**REQUIREMENTS:**
Count the lines in the data below that contain the string "green", treating uppercase and lowercase as different. Reply with the number only.

─── RECORDS PROVIDED

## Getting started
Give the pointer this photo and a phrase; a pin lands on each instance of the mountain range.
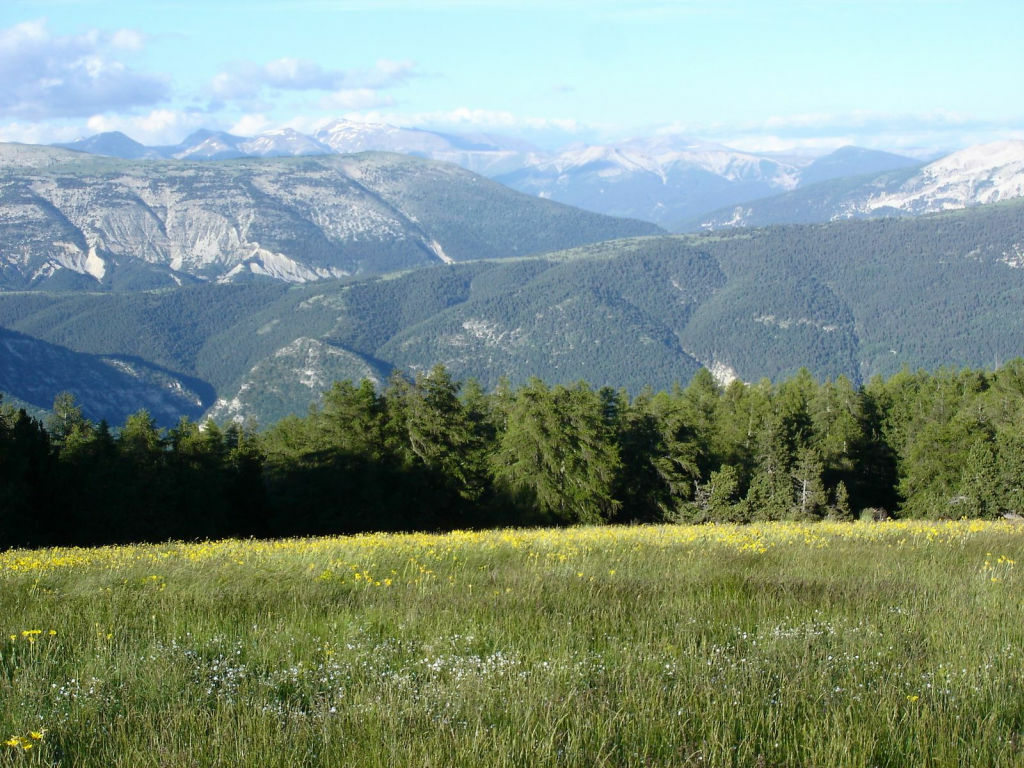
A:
(667, 179)
(856, 298)
(70, 220)
(977, 175)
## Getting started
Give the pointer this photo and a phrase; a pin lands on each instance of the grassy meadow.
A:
(783, 644)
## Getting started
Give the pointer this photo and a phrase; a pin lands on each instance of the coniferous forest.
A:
(432, 454)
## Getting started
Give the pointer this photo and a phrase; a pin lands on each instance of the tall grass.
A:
(889, 644)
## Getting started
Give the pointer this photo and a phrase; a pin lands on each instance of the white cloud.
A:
(48, 76)
(157, 127)
(355, 98)
(246, 80)
(251, 125)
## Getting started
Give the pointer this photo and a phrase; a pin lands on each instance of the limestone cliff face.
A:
(79, 220)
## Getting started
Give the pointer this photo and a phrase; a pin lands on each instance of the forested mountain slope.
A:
(857, 298)
(73, 221)
(977, 175)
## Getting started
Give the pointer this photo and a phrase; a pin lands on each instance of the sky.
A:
(919, 77)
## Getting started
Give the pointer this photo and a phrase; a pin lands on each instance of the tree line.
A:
(431, 453)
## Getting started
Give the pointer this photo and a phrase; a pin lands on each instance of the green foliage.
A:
(429, 454)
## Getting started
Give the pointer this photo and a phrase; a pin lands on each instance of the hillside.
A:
(978, 175)
(857, 298)
(73, 221)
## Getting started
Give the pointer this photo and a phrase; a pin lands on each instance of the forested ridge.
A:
(431, 453)
(853, 298)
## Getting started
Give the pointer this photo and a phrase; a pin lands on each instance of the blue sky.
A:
(913, 76)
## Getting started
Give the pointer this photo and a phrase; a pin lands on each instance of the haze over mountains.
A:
(237, 278)
(677, 182)
(70, 220)
(664, 179)
(853, 298)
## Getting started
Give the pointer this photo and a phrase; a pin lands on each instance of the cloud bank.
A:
(48, 76)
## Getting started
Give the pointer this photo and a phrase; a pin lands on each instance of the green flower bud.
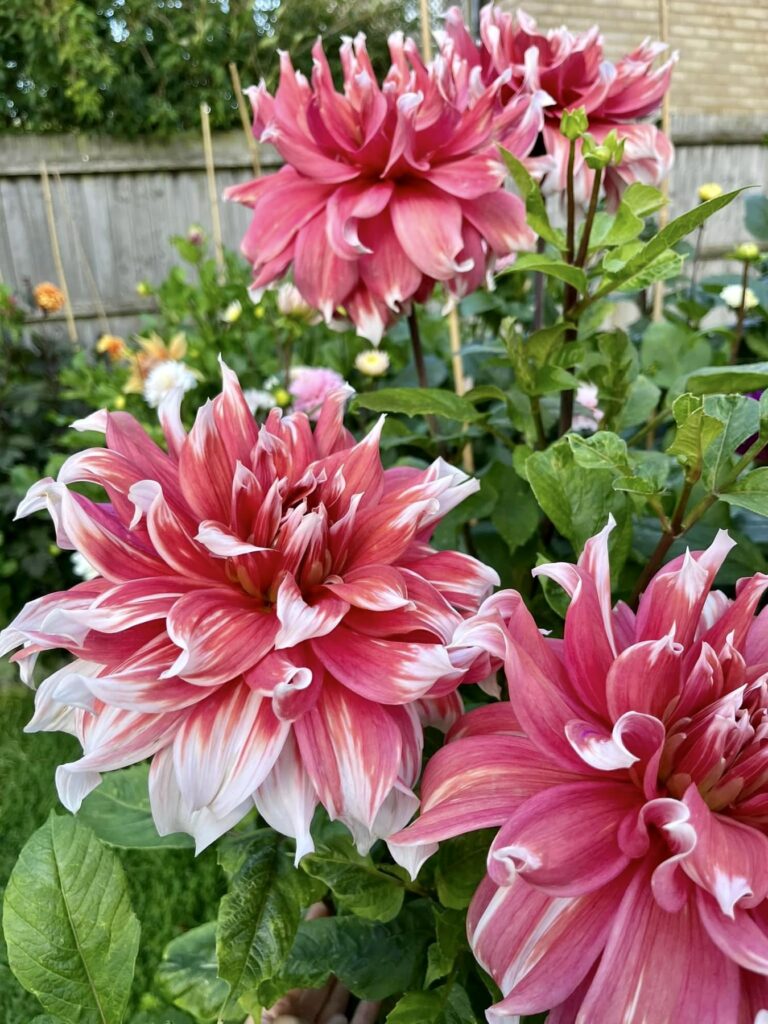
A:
(573, 124)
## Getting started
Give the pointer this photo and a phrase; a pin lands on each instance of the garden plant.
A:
(454, 654)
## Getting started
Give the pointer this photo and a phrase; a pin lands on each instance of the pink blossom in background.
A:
(268, 623)
(557, 71)
(310, 386)
(629, 775)
(386, 188)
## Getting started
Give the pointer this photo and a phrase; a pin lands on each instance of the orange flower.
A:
(113, 345)
(48, 297)
(154, 350)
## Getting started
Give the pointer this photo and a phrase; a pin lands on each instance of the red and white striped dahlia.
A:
(629, 774)
(269, 623)
(385, 189)
(557, 71)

──────

**EXERCISE SOLUTION:**
2